#### [ABOUT THIS EXERCISE]
Scan the entries below for the word "kohlrabi". Copy out every line in which it occurs.

[Saved entries]
##########
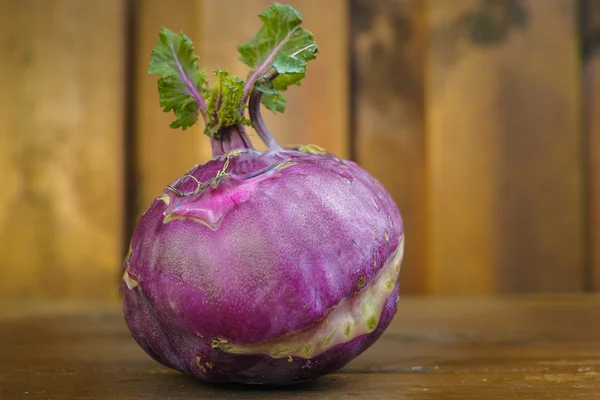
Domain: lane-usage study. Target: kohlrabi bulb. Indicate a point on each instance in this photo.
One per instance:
(270, 267)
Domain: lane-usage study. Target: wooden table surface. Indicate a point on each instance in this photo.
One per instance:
(468, 348)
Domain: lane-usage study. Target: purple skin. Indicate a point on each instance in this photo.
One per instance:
(268, 250)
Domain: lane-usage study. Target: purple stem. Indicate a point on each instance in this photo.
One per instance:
(230, 138)
(261, 68)
(258, 123)
(193, 91)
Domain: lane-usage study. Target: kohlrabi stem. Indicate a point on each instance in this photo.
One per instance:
(258, 123)
(230, 138)
(260, 70)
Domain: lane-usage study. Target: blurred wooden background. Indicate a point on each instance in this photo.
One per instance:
(481, 117)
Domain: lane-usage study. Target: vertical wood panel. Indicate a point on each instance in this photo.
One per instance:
(389, 48)
(592, 90)
(162, 154)
(317, 110)
(504, 146)
(60, 148)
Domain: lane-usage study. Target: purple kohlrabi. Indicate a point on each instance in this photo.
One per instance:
(268, 267)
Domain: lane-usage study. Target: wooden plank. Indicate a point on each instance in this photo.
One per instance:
(161, 154)
(449, 348)
(389, 49)
(61, 138)
(317, 111)
(592, 95)
(504, 147)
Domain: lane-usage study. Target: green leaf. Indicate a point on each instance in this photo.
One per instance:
(281, 44)
(225, 104)
(274, 102)
(182, 83)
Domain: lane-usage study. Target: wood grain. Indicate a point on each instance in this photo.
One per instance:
(476, 348)
(161, 154)
(317, 111)
(389, 48)
(504, 147)
(592, 96)
(61, 148)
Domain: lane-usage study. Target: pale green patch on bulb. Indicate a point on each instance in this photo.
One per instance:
(355, 316)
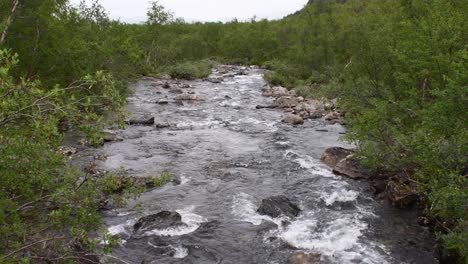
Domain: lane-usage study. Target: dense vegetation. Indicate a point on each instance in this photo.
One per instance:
(398, 67)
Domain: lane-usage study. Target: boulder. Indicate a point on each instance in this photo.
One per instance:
(176, 91)
(215, 79)
(279, 91)
(166, 85)
(332, 116)
(286, 102)
(400, 194)
(305, 258)
(67, 151)
(187, 97)
(276, 206)
(161, 220)
(352, 168)
(294, 120)
(265, 106)
(162, 101)
(110, 136)
(147, 121)
(333, 155)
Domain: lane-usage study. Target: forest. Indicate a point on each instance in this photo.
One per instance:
(398, 68)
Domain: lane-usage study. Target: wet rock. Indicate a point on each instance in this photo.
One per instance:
(147, 121)
(187, 97)
(242, 72)
(161, 220)
(332, 116)
(148, 78)
(215, 79)
(279, 91)
(305, 258)
(110, 136)
(265, 106)
(163, 125)
(278, 205)
(67, 151)
(166, 85)
(162, 101)
(286, 102)
(176, 91)
(400, 194)
(352, 168)
(333, 155)
(293, 120)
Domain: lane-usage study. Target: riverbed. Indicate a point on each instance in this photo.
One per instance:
(224, 157)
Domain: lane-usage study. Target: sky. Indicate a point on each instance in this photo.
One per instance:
(134, 11)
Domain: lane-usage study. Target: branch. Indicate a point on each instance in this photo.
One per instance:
(9, 20)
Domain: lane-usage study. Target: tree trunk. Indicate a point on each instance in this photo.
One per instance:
(8, 22)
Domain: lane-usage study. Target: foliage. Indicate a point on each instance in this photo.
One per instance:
(191, 70)
(44, 202)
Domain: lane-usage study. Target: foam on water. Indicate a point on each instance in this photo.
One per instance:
(192, 221)
(181, 252)
(338, 239)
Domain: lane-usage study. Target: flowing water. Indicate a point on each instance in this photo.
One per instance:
(226, 156)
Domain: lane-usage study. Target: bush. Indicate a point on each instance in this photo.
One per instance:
(47, 209)
(191, 70)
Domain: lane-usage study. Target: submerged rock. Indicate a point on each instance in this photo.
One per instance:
(276, 206)
(141, 121)
(293, 120)
(187, 97)
(352, 168)
(305, 258)
(161, 220)
(286, 102)
(333, 155)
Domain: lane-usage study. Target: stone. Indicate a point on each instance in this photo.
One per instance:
(286, 102)
(215, 79)
(187, 97)
(166, 85)
(293, 120)
(332, 156)
(141, 121)
(66, 150)
(161, 220)
(109, 136)
(305, 258)
(162, 101)
(276, 206)
(265, 106)
(176, 91)
(352, 168)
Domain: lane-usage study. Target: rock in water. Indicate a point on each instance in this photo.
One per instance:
(305, 258)
(141, 121)
(161, 220)
(286, 102)
(278, 205)
(293, 120)
(333, 155)
(352, 168)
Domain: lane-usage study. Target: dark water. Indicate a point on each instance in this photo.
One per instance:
(228, 156)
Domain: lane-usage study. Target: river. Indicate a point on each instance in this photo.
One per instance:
(225, 156)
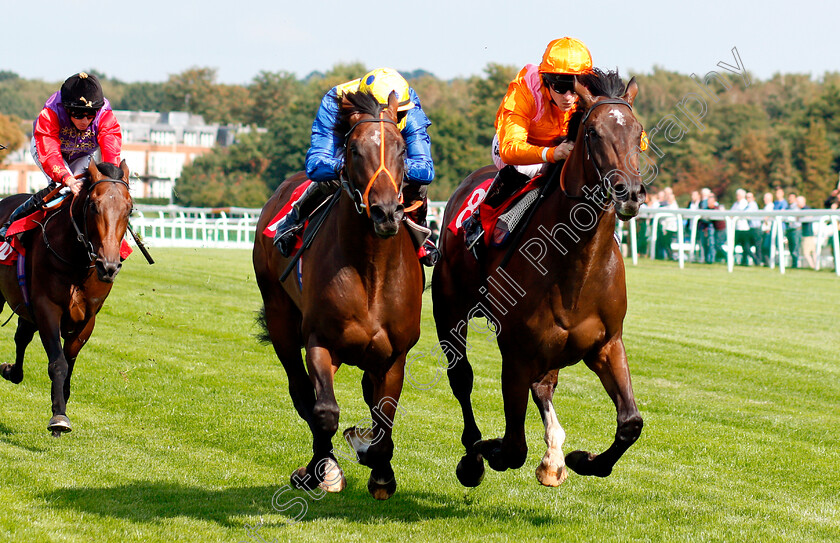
##########
#### [ANSWER TO THIS PROBLEM]
Domain: lane-usage study. Target: kohlrabi bulb. Indicate a point on each instance in this photo.
Domain: lane-usage study. Target: kohlrabi stem. Indicate a point on each instance in this photo.
Domain: lane-usage study. Target: purple kohlrabi. Indicate a point on each instance in this photo.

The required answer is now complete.